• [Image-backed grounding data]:
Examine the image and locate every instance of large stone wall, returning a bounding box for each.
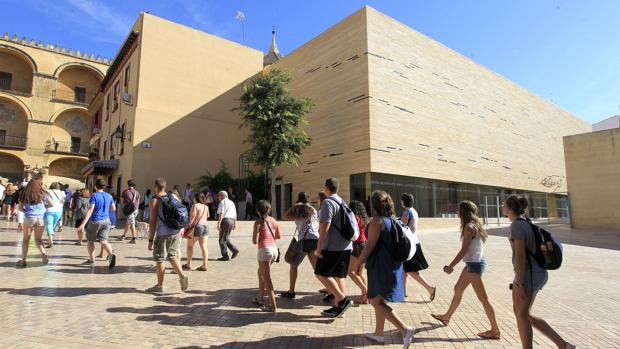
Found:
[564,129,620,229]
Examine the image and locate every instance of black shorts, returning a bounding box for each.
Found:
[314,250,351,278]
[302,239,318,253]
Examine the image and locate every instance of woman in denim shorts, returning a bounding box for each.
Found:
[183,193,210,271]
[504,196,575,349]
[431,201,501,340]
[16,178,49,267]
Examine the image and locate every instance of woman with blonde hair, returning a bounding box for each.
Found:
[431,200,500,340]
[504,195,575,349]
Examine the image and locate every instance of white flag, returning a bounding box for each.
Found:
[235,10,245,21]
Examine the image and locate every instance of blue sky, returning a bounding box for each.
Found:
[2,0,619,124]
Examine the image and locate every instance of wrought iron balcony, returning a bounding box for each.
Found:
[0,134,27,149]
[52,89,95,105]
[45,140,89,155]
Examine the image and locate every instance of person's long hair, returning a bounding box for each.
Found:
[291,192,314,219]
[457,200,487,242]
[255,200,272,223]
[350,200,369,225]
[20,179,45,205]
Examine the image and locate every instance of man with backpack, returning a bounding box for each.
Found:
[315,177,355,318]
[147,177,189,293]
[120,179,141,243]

• [What you should do]:
Look over the records above, and wherever a line contains the string "with", copy that line.

• [Solution for this exercise]:
Examine the image and locate every instance of woman with blonde hair, returning a bounding box for each.
Examine the image and locate every instance of man with backpack, returning a bounding box for each.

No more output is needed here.